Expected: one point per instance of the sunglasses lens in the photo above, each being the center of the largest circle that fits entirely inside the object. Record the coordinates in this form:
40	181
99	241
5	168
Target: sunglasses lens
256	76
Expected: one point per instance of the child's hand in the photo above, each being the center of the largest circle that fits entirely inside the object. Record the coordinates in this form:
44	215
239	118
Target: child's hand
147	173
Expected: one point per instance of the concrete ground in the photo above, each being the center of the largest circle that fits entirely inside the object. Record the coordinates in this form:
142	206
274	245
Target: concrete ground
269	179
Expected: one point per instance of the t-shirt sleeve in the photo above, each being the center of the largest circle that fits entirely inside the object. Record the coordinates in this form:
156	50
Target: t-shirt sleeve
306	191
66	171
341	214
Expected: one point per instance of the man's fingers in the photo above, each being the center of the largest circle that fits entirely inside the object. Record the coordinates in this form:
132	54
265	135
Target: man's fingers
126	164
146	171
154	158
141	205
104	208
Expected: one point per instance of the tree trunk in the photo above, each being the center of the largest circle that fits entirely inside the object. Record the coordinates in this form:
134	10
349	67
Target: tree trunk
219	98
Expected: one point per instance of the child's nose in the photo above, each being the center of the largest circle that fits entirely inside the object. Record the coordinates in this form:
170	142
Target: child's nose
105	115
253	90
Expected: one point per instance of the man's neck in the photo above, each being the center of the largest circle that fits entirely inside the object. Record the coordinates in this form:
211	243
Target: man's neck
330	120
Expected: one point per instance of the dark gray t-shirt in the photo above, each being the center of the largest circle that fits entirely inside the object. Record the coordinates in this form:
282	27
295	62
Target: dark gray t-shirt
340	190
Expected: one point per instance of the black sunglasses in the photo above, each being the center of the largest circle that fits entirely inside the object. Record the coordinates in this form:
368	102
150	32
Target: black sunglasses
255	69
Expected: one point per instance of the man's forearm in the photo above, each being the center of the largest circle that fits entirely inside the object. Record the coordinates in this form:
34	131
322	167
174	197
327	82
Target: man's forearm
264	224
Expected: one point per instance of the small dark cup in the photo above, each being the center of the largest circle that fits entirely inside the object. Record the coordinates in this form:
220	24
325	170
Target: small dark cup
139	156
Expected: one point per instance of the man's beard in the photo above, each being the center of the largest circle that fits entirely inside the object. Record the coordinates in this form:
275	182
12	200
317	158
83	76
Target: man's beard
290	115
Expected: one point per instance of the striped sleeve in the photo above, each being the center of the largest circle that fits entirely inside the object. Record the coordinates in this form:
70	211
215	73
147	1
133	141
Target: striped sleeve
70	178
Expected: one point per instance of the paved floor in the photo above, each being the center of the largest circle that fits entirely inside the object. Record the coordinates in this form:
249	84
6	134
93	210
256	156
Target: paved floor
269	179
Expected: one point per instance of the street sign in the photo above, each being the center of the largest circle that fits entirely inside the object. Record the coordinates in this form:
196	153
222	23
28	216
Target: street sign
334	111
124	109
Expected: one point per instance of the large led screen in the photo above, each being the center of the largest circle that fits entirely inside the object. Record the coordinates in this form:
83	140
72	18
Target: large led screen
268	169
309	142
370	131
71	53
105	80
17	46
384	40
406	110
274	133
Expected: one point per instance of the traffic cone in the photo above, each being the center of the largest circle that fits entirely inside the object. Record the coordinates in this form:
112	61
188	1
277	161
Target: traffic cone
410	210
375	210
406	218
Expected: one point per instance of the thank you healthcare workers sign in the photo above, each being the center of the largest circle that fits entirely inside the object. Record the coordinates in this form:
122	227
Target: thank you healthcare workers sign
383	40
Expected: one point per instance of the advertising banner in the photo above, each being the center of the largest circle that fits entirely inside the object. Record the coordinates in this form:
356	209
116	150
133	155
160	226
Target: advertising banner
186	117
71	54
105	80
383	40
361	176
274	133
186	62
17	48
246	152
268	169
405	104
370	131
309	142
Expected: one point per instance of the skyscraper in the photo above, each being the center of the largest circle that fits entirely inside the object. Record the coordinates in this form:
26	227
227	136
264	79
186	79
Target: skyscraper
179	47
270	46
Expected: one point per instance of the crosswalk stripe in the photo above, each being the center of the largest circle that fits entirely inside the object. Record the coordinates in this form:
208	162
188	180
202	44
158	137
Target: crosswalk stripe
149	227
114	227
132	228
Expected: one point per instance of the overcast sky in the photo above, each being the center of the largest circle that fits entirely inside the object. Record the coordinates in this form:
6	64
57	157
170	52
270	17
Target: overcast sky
★ ★ ★ ★ ★ ★ ★
Filter the records above for lines containing the word "overcast", and copy those lines.

→ Exercise result
Expected: one point per instance of the overcast sky in the photo above, each being the center of the largest circle that fits entirely inside the object. Record the coordinates in this form:
Target: overcast sky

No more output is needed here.